> _Problem_
Copy the whole passage about Lane's hair art commissions word for word.

───── Extract to read ─────

Lane keeps the antique hair for her own art pieces. However, most of the pieces she makes are commissions: 3D sculptures, intricate flowers, or shadow boxes. For these, she works closely with clients to create something entirely personal. The piece is often dictated by the amount of hair she has to work with: a tiny lock of hair could form a small picture beneath the glass of a locket or a ring. Longer hair can be braided to create a bracelet or a necklace.
During her career, Lane has memorialized pets, preserved a child’s first haircut, and paid homage to lost loved ones. Her clients come from many walks of life, and hearing their stories is a humbling and rewarding part of her work, she says.
“Sometimes I’ll hear someone’s whole life story. It’s a very fulfilling thing, it can help me to know the person I’m working with. The majority of clients that come to me enjoy sharing with me. When it’s getting into the grief and memorial side it can be a deeply heavy emotion. They find it to be a healing thing that I’m open to hearing the story.”
One of her most memorable commissions was from a woman who had lost her hair during a battle with cancer.
“Being historically minded, the Victorian era didn’t have chemotherapy patients losing their hair so it was a totally modern application of an old artform,” Lane says.

───── Dataset extract ─────

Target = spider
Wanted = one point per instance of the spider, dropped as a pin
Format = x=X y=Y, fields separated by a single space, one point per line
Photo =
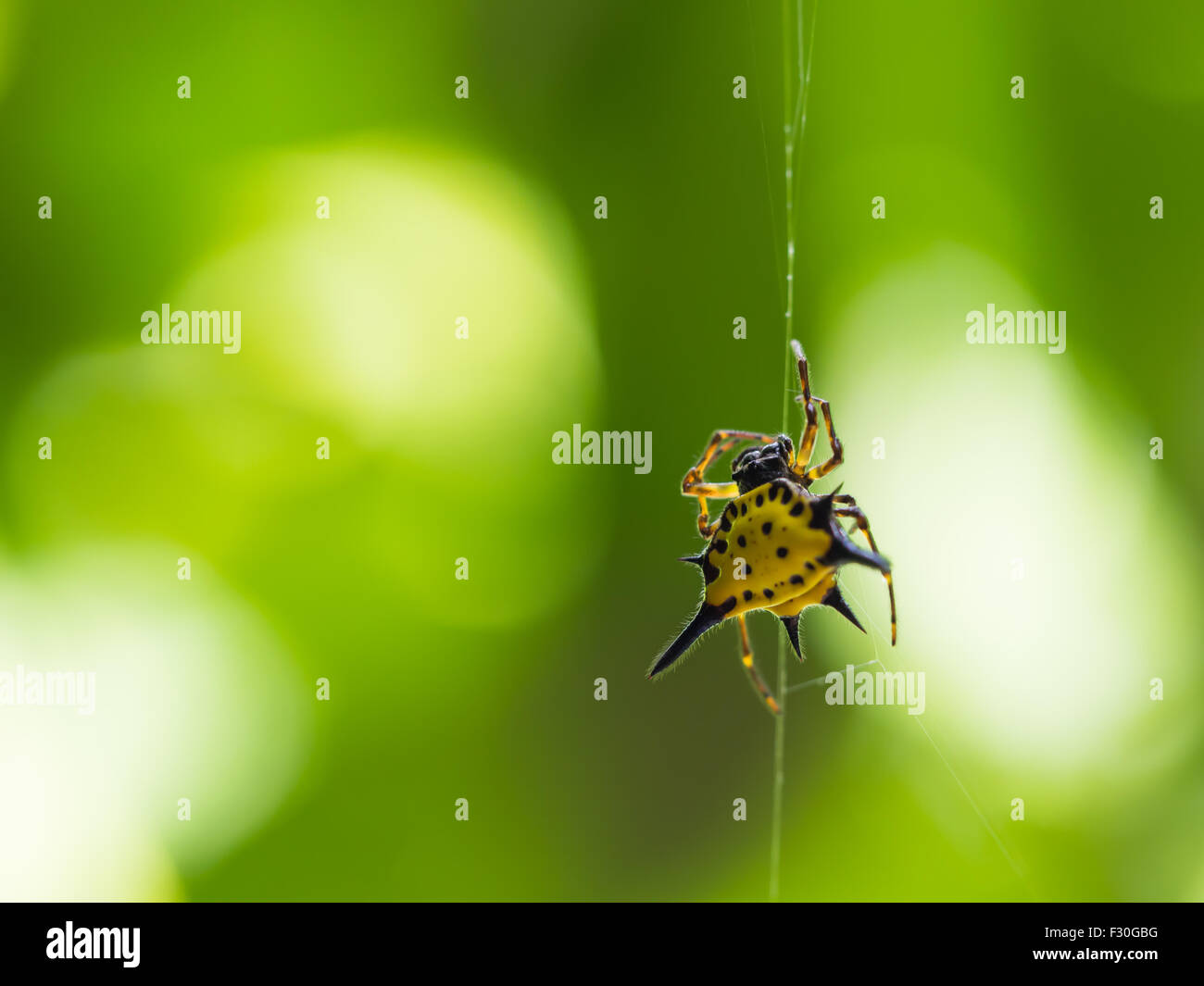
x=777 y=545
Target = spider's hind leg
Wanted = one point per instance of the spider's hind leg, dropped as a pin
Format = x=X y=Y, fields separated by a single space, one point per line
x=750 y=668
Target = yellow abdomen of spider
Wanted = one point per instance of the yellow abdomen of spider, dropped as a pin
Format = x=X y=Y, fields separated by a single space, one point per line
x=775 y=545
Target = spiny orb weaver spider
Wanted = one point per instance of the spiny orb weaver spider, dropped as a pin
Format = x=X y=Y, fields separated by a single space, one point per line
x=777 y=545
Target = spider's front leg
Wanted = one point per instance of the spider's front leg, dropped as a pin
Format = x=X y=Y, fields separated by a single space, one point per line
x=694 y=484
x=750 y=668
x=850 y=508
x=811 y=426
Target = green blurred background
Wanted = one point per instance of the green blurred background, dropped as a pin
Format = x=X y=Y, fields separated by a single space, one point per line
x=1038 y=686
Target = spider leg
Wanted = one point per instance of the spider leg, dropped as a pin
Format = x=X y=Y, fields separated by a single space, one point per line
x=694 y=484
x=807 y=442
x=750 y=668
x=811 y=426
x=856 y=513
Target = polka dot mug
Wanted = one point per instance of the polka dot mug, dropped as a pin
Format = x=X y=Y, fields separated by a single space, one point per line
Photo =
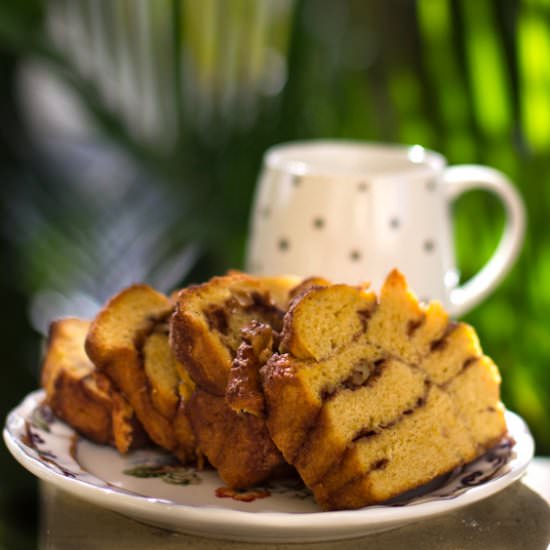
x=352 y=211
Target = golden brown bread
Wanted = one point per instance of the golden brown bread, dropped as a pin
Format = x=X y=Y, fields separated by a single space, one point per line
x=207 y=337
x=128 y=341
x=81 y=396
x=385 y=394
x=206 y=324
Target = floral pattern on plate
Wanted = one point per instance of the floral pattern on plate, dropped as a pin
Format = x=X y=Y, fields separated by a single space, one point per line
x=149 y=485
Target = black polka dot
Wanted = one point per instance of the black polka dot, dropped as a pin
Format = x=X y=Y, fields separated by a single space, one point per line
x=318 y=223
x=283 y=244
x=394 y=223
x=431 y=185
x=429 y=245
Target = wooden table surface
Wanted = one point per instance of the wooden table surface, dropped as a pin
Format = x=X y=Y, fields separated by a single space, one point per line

─────
───── Dataset extract ─────

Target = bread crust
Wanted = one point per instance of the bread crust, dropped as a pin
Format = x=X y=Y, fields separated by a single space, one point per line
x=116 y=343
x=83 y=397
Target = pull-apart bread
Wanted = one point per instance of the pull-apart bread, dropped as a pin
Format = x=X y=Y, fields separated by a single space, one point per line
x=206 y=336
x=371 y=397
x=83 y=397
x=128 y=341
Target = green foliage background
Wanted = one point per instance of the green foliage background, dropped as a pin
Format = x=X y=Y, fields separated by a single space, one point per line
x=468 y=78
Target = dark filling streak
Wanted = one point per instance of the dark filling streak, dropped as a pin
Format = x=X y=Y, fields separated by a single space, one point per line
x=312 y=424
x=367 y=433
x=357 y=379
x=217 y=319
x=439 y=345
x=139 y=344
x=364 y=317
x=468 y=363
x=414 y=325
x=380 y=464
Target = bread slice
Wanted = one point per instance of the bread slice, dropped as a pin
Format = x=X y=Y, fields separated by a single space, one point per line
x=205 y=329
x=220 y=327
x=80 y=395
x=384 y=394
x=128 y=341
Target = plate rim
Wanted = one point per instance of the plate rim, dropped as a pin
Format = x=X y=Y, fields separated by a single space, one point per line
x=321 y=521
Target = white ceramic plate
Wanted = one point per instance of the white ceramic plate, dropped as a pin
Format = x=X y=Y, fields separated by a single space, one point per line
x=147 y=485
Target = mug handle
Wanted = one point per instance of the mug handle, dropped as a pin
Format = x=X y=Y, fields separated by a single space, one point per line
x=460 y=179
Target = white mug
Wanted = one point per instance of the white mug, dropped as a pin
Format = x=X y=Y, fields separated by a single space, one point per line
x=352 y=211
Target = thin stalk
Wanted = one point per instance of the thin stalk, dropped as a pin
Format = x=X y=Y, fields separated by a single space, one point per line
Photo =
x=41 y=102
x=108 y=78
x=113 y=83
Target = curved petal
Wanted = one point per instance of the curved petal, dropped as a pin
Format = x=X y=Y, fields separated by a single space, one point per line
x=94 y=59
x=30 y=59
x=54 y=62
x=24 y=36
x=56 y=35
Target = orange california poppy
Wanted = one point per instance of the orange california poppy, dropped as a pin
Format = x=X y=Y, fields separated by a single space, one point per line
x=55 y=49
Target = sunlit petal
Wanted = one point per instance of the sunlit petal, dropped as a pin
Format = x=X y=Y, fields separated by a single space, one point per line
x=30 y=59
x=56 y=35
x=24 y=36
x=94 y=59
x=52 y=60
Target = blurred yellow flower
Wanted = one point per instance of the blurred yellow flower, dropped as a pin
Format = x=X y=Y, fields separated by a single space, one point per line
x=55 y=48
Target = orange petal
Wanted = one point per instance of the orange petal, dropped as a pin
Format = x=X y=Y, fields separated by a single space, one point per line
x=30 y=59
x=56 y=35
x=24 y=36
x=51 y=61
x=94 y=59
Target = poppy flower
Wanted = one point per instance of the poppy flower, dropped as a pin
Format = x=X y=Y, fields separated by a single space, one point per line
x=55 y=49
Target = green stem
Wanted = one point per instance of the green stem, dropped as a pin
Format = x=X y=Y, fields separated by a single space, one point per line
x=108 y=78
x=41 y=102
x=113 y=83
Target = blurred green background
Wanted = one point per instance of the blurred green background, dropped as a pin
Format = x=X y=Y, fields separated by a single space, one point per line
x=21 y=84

─────

> _Solution for this task_
Lane keeps the antique hair for her own art pieces. However, most of the pieces she makes are commissions: 3D sculptures, intricate flowers, or shadow boxes. For these, she works closely with clients to create something entirely personal. The piece is often dictated by the amount of hair she has to work with: a tiny lock of hair could form a small picture beneath the glass of a locket or a ring. Longer hair can be braided to create a bracelet or a necklace.
During her career, Lane has memorialized pets, preserved a child’s first haircut, and paid homage to lost loved ones. Her clients come from many walks of life, and hearing their stories is a humbling and rewarding part of her work, she says.
“Sometimes I’ll hear someone’s whole life story. It’s a very fulfilling thing, it can help me to know the person I’m working with. The majority of clients that come to me enjoy sharing with me. When it’s getting into the grief and memorial side it can be a deeply heavy emotion. They find it to be a healing thing that I’m open to hearing the story.”
One of her most memorable commissions was from a woman who had lost her hair during a battle with cancer.
“Being historically minded, the Victorian era didn’t have chemotherapy patients losing their hair so it was a totally modern application of an old artform,” Lane says.